Dataset>

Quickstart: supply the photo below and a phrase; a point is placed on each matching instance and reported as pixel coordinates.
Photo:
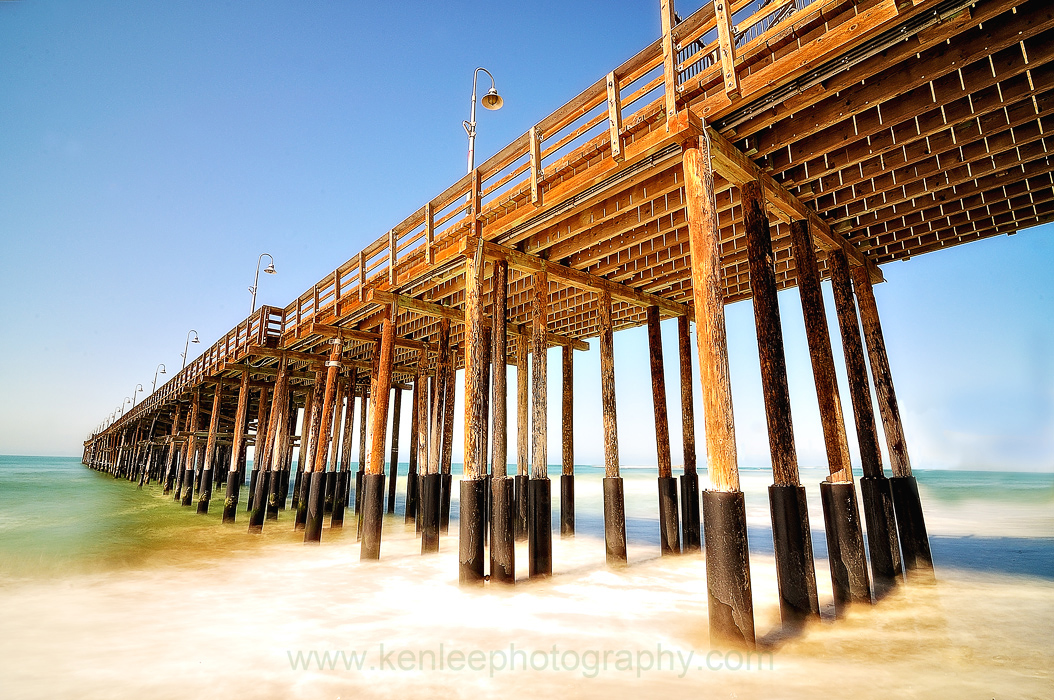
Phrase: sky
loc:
(150, 152)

Requirements> Give the records above as a two-column CSV with the header row input,output. Write one row per record, placing the record's text in the first field and its answer in the second, each field quoted and with line breaks replaced by spaces, and leave out the pictures.

Expected answer>
input,output
"Quickstart: supply the photo below and a phrase; a point is placed on each matching instance and reported as pixel coordinates. Photo: Phrase: sky loc:","(150, 152)"